==== Teks yang Ditampilkan ====
Beberapa waktu lalu, saya bertemu dengan dua orang yang memiliki permasalahan keuangan yang mirip tapi tidak sama. Kebetulan, kedua orang ini sudah saya kenal dengan baik. Saat bertemu dengan orang pertama, sebut saja Ibu Abadi, awalnya kami hanya ngobrol ringan soal kondisi kesehatan, anak-anak dan perbincangan ringan lainnya. Namun setelah hampir setengah jam berlalu, obrolan kami mulai menghangat karena Ibu Abadi mulai menceritakan masalah yang terjadi pada keluarganya. Ibu Abadi yang sudah setengah baya ini menceritakan hubungannya yang kurang harmonis dengan menantunya. Sejak ditinggal oleh sang suami satu setengah tahun lalu, bisnis keluarganya diserahkan pengelolaannya kepada sang menantu. Hal ini dilakukan karena dari keenam anaknya, tidak ada satu pun yang mau meneruskan bisnisnya. Alasannya bermacam-macam, mulai karena ada yang menetap di luar negeri, ada yang sudah bekerja di perusahaan lain dan ada pula yang masih kuliah.
==== Entri Hasil Ekstraksi ====
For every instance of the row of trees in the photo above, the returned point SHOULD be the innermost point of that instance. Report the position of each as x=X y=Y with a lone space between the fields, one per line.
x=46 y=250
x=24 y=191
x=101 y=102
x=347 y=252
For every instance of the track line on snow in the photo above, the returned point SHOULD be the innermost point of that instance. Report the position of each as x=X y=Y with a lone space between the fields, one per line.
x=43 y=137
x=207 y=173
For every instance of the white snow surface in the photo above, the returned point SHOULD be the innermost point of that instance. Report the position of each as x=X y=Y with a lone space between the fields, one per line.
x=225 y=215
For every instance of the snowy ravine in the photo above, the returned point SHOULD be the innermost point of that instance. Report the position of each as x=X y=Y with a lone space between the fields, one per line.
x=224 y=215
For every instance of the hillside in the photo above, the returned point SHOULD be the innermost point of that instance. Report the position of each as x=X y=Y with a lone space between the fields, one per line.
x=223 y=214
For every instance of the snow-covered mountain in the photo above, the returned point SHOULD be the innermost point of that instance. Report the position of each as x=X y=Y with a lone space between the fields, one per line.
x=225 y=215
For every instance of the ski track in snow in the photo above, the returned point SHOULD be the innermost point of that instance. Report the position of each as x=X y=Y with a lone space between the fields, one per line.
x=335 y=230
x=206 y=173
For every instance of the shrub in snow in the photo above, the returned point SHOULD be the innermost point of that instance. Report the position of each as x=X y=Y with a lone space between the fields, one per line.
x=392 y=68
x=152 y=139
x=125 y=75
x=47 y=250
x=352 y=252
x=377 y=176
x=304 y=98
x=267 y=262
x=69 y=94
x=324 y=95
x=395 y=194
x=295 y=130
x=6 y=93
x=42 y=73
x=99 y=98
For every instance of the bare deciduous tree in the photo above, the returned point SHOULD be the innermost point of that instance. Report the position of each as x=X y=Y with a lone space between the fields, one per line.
====
[Permintaan yang Diberikan 1]:
Sunting entri mulai dari baris yang memuat "For every instance of the snow-covered" hingga akhir entri, termasuk kedua batasnya, dengan mengganti "innermost point" menjadi "center point" dan membiarkan bagian lainnya tetap sama.
[Permintaan yang Diberikan 2]:
Lanjutkan teks tentang masalah keluarga Ibu Abadi mulai setelah kalimat terakhirnya.
Entri-entri tersebut tidak ada hubungannya dengan teks di atas.

[Jawaban Tertulis 1]:
For every instance of the snow-covered mountain in the photo above, the returned point SHOULD be the center point of that instance. Report the position of each as x=X y=Y with a lone space between the fields, one per line.
x=225 y=215
For every instance of the ski track in snow in the photo above, the returned point SHOULD be the center point of that instance. Report the position of each as x=X y=Y with a lone space between the fields, one per line.
x=335 y=230
x=206 y=173
For every instance of the shrub in snow in the photo above, the returned point SHOULD be the center point of that instance. Report the position of each as x=X y=Y with a lone space between the fields, one per line.
x=392 y=68
x=152 y=139
x=125 y=75
x=47 y=250
x=352 y=252
x=377 y=176
x=304 y=98
x=267 y=262
x=69 y=94
x=324 y=95
x=395 y=194
x=295 y=130
x=6 y=93
x=42 y=73
x=99 y=98
For every instance of the bare deciduous tree in the photo above, the returned point SHOULD be the center point of that instance. Report the position of each as x=X y=Y with a lone space between the fields, one per line.

[Jawaban Tertulis 2]:
Pada awalnya, Ibu ini merasa senang atas kesediaan sang menantu untuk mengurus bisnis warisan ini. Bahkan Ibu mertua ini sempat menganggap sang menantu sebagai penyelamat perusahaan, karena selama dikelola oleh menantunya, perusahaan warisan ini semakin tertata bahkan menunjukkan hasil yang lebih baik dibandingkan tahun-tahun sebelumnya. Tetapi sayangnya, setelah berjalan hampir 1,5 tahun, hubungan antara ibu mertua dan menantu mulai tidak harmonis. Ibu mertua yang selama ini bisa dengan leluasa mengelola keuangan perusahaan, kini hak aksesnya mulai dibatasi oleh menantunya, dengan alasan agar pengelolaan keuangan lebih tertata. Sang mertua pun mulai curiga kepada menantunya karena ia tidak tahu berapa jatah/gaji yang diambil menantunya, karena selama ini tidak ada kesepakatan besarnya gaji.
Situasi semakin meruncing karena mereka sudah mulai menunjukkan sikap saling curiga. Sang mertua pun mulai khawatir akan nasib perusahaan ini di masa mendatang. Ia khawatir kalau pada saatnya nanti perusahaan ini benar-benar dikuasai oleh menantunya, meski sebelumnya mereka sudah sepakat bahwa pengelolaan perusahaan ini hanya 3 tahun dan untuk selanjutnya akan diserahkan kembali kepada putera terakhirnya yang saat itu diperkirakan sudah lulus kuliah.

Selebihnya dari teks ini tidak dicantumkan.